- _Exercícios_
1/ No texto sobre o IV Domingo do Advento, a ficha da obra "A Natividade" indica os materiais usados sobre o papel crayon. Enumere esses materiais.
2/ Devolva do texto sobre o IV Domingo do Advento o trecho que começa nas palavras "segunda-feira, 15 de" e termina após as palavras "(Jr 15, 16).".
3/ Escreva a parte seguinte do texto sobre o IV Domingo do Advento, a partir do ponto em que ele termina.

A Natividade, 1950, Marc Chagall (1887-1995), guache, aquarela, nanquim e lápis de cera lavável sobre papel crayon, 38,1 cm x 55,9 cm, Galeria Ferrero, Genebra, Suíça.







segunda-feira, 15 de dezembro de 2014

O Caminho da Beleza 04 - IV Domingo do Advento

O Caminho da Beleza 04
Leituras para a travessia da vida


“O conceito de sabedoria é aquele que reúne harmonicamente diversos aspectos: conhecimento, amor, contemplação do belo e, também, ao mesmo tempo, uma ‘comunhão com a verdade’ e uma ‘verdade que cria comunhão’, ‘uma beleza que atrai e apaixona’” (Francisco).

Quando recebia tuas palavras, eu as devorava; tua palavra era o meu prazer e minha íntima alegria” (Jr 15, 16).

“Não deixe cair a profecia” (D. Hélder Câmara, 1999, dias antes de sua passagem).


IV Domingo do Advento                      21.12.2014 
2 Sm 7, 1-5.8-12.14.16                Rm 16, 25-27                     Lc 1, 26-38


ESCUTAR

Assim fala o Senhor: “Porventura és tu que me construirás uma casa para eu habitar?” (2 Sm 7, 5).

Glória seja dada àquele que tem o poder de vos confirmar na fidelidade ao meu evangelho e à pregação de Jesus Cristo, de acordo com a revelação do mistério mantido em sigilo desde sempre (Rm 16, 25).

Eis aqui a serva do Senhor; faça-se em mim segundo a tua palavra (Lc 1, 37).


MEDITAR

Eu não quero orar para estar protegido dos perigos, mas para poder enfrentá-los (Rabindranath Tagore).

Diz-se que é bendito o homem, é bendito o pão, é bendita a mulher, é bendita a terra e as outras criaturas que pareçam dignas de serem benditas; mas de modo especial é bendito o fruto do teu ventre, porque sobre todas as coisas ele é Deus bendito por todos os séculos. Portanto, bendito é o fruto do teu ventre. Bendito por seu perfume, bendito por seu sabor, bendito por sua beleza (São Bernardo de Claraval).

- _Dados extraídos de uma coleção_
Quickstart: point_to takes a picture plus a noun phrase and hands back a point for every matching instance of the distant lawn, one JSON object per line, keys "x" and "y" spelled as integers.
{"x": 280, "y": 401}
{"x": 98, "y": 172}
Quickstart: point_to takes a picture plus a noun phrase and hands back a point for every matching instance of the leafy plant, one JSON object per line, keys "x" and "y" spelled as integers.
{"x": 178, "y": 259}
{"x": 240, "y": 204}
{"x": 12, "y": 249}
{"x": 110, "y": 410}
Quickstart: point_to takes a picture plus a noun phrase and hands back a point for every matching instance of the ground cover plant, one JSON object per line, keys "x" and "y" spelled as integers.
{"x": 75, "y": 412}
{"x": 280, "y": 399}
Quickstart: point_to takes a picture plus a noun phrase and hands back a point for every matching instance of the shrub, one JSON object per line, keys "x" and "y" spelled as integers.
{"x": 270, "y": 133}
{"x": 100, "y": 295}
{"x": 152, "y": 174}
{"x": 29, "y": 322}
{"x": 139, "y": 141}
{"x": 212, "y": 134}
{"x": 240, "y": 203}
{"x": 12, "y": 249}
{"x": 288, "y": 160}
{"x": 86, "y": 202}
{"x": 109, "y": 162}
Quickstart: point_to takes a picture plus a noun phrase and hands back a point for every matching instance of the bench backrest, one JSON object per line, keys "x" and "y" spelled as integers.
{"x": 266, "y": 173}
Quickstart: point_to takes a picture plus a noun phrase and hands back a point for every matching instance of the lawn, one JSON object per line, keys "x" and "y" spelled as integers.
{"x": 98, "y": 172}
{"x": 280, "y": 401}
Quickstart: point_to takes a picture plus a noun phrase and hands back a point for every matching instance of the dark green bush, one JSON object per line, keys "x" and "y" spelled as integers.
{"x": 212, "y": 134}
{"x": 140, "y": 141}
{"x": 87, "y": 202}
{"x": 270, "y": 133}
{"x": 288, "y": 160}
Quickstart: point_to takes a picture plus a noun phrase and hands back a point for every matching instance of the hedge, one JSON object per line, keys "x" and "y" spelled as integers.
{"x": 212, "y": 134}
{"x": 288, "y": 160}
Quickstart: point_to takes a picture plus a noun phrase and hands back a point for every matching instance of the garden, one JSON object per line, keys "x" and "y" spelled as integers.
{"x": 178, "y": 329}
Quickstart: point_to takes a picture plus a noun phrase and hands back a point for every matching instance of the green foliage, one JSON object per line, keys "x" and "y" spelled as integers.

- _Respostas dos exercícios_
1/ guache, aquarela, nanquim, lápis de cera lavável

2/
segunda-feira, 15 de dezembro de 2014

O Caminho da Beleza 04 - IV Domingo do Advento

O Caminho da Beleza 04
Leituras para a travessia da vida


“O conceito de sabedoria é aquele que reúne harmonicamente diversos aspectos: conhecimento, amor, contemplação do belo e, também, ao mesmo tempo, uma ‘comunhão com a verdade’ e uma ‘verdade que cria comunhão’, ‘uma beleza que atrai e apaixona’” (Francisco).

Quando recebia tuas palavras, eu as devorava; tua palavra era o meu prazer e minha íntima alegria” (Jr 15, 16).

3/
ORAR

Os textos deste último domingo de advento desvelam duas maneiras de acolher o Amado. A primeira, a de Davi, preocupado em construir um espaço externo para Deus: um templo mais monumental do que os santuários pagãos. A segunda, a de Maria, disponível para oferecer a Deus o espaço interior das suas entranhas de escuta e acolhida. O Senhor não está de acordo com os sonhos de grandeza do rei Davi, ainda que generosos. Deus não quer habitar uma casa de pedras, mas fazer de um povo a sua própria habitação e caminhar com ele, pois prefere as pedras vivas aos monumentos. Deus privilegia como seu Templo a comunidade humana: “Ele, que é Senhor do céu e da terra, não habita em templos construídos por homens, nem pede que o sirvam mãos humanas, como se precisasse de algo” (At 17, 24-25). Nestes dias que antecedem a chegada do Menino, estamos ansiosos e mais envolvidos com a lista de presentes, com a receita das comidas, com as vestimentas para a noite de festa e com o esplendor da árvore natalina. Tudo está pronto como o programado. Nada falta do que pensamos, mas falta Alguém. Ainda bem que existe Maria para conduzir-nos na simplicidade ao essencial e Deus tem necessidade dela. Tem necessidade de poder dispor de uma criatura que não coloque resistência à sua ação; uma criatura não encouraçada pelas coisas e nem por si mesma. Uma criatura que não diga: “Eis o que decidi e preparei”, mas apenas pronuncie: “Eis-me aqui!”. Maria de Nazaré oferece ao seu Senhor o único espaço que Ele necessitava: o seu corpo, a sua pessoa e todo o seu ser. Para o Senhor, o templo-monumento é estreito demais porque somente um templo de carne pode conter a sua glória. Só as pequenas entranhas de uma jovem conseguem abraçar a grandeza divina e nelas Deus finalmente encontrou uma casa. Nestes dias que faltam para o Natal, devemos deixar de imitar Davi com seus preparativos suntuosos e nos identificarmos com Maria na calma, na paz e na oração. O Emmanuel não reconhece seu espaço nas coisas, nos shoppings, nos salões, nos frenesis das compras e desvarios dos presentes. O Emmanuel se encontra no humilde e sussurrante Sim de quem, silenciosamente, O acolhe nas entranhas do seu ser e O embala nas vísceras de ternura do seu corpo, adormecendo-O com o ritmo do seu coração. O Natal é, antes de mais nada, um convite para redescobrir a nossa humanidade, a nossa interioridade e o nosso peregrinar para as Bodas nupciais do Cordeiro, que já está no meio de nós.


CONTEMPLAR

A Anunciação (Cestello Annunciation), c. 1489-90, Sandro Botticelli (c. 1445-1510), têmpera sobre painel de madeira, 150 cm x 156 cm, Galeria Uffizi, Florença, Itália.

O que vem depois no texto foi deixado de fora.